» Work instructions: Copy out the records below with every "point localization" changed to "point detection" and nothing else altered. Omit the pictures.

» Data lines:
···
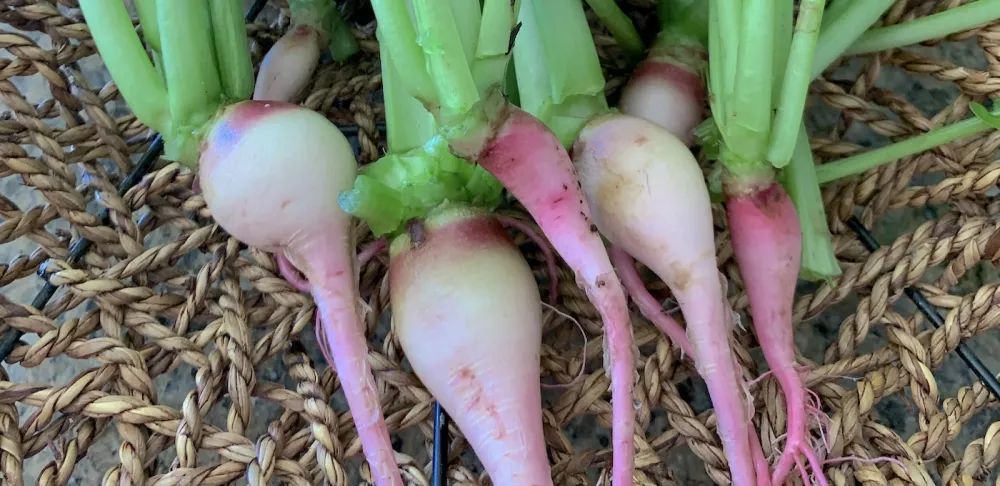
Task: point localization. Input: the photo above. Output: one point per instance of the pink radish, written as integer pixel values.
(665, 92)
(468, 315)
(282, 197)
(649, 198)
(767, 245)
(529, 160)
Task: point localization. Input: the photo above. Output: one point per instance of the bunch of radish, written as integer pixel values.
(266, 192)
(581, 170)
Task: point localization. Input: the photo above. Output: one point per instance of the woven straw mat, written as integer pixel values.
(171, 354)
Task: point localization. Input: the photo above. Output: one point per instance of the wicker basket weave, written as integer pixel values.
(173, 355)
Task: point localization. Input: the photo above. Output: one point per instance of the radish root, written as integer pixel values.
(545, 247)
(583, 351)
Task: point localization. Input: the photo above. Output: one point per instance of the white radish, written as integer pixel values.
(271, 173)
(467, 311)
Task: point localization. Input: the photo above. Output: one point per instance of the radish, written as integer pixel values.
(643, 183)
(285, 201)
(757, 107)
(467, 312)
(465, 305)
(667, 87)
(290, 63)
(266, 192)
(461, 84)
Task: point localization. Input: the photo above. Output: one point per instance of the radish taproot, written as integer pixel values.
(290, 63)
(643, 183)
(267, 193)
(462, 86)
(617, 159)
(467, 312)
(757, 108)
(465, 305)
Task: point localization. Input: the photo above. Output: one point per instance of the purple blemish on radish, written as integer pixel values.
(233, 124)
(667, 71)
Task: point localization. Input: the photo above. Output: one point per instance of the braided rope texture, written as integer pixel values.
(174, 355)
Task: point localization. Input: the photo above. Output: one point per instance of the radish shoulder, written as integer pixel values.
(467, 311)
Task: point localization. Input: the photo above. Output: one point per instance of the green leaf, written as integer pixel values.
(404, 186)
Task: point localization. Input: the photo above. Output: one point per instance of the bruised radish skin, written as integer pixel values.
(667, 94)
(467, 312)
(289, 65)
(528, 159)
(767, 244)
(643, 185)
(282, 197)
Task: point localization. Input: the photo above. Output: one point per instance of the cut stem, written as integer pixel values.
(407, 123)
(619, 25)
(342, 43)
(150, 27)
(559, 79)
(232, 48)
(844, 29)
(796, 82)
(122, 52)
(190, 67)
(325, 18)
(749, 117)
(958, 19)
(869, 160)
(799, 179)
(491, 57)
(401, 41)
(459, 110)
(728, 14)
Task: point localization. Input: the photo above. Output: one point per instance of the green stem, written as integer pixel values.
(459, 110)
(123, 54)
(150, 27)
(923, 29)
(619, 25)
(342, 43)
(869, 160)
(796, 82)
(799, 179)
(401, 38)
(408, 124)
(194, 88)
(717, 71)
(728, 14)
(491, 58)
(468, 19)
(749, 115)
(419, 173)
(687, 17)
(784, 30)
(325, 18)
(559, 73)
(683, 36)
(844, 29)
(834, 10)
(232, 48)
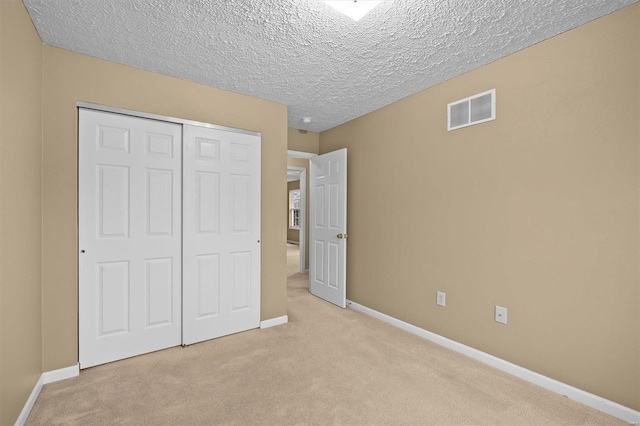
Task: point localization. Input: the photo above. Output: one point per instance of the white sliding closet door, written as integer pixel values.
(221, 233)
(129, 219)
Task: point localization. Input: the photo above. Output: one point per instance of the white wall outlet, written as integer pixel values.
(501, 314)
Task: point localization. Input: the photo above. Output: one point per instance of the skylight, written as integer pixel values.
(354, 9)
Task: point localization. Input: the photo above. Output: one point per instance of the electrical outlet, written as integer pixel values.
···
» Result below:
Task: point detection. Input: the photo above. Output: one point per instance of the pink radish, written as integer pixel values.
(665, 92)
(468, 315)
(282, 197)
(649, 198)
(767, 245)
(529, 160)
Task: point detection. Input: the photo above. Output: one point per instance of the bunch of radish, written as integer pixel values.
(266, 192)
(581, 170)
Task: point detection. Input: the photo above. Output: one point per instance of the woven straw mat, written as integer pixel values.
(171, 354)
Task: point detection. Input: the photo above. Output: one point per instance of the wicker basket weave, written as integer pixel values.
(173, 355)
Task: point detection. Input: the photo above. Output: one point per instance of the radish root, written as integer pixel values.
(545, 247)
(583, 351)
Task: point detection. Input: the photo above. Output: one point per instance of the white radish, written as integer pixel values.
(271, 173)
(467, 311)
Task: point detection. Input: the photo above. Output: one point per instance of the radish, written as integer pixel values.
(643, 183)
(285, 201)
(757, 107)
(467, 312)
(465, 305)
(667, 87)
(290, 63)
(266, 192)
(461, 84)
Task: point detection. Input: the photo above. Output: one point per instance of the radish taproot, written as integer pixel values.
(290, 63)
(643, 183)
(267, 193)
(462, 86)
(617, 159)
(467, 312)
(757, 108)
(465, 305)
Task: point detection. Input: the photo above. Output: one point per instance of the purple blemish on radish, written as integer pixel values.
(233, 124)
(667, 71)
Task: point detection. Input: the photo above. Output: one point per instance of the braided rope texture, written as integer pixel values.
(174, 355)
Task: point detection. Input: the photo above. Output: one point per instance of the radish shoulder, written as integer pixel values.
(467, 311)
Task: point detection. Input: the photo above. Output: one point per instance of the green leaf, written as integer pixel values.
(404, 186)
Task: point detection. Input: the photo above. Output: one point per instance of the bruised radish skin, written as integer pixel values.
(667, 94)
(467, 312)
(289, 65)
(528, 159)
(767, 244)
(643, 185)
(282, 197)
Task: point detection. Input: the photo above. Output: one point per instance of the cut stem, written as integer pixel values.
(407, 123)
(619, 25)
(342, 43)
(150, 27)
(559, 79)
(232, 48)
(844, 29)
(796, 82)
(122, 52)
(190, 67)
(325, 18)
(749, 117)
(958, 19)
(869, 160)
(799, 179)
(491, 57)
(401, 41)
(459, 110)
(728, 14)
Task: point detection. Input: the photo above. Output: one point per instance of the green stem, written as integer pixel values.
(459, 110)
(123, 54)
(150, 27)
(923, 29)
(619, 25)
(342, 43)
(869, 160)
(796, 82)
(799, 179)
(401, 38)
(408, 124)
(194, 88)
(717, 71)
(728, 14)
(491, 58)
(468, 19)
(749, 115)
(419, 173)
(687, 17)
(784, 30)
(325, 18)
(559, 73)
(683, 36)
(844, 29)
(834, 10)
(232, 48)
Task: point detection. Input: the photo above. Output: one point per instance of the white sliding closet door, written as integer pixel values.
(221, 233)
(129, 219)
Task: point detection. Input: the photo above. Output: one point per instance of the white wall outlet, written as integer pixel values.
(501, 314)
Task: point detection. Input: the photo above. Output: one point per instance of the skylight, written as integer pixel values.
(354, 9)
Task: point detection. Input: the photo above. Output: one point per instance of the electrical outlet, written as integer pixel values.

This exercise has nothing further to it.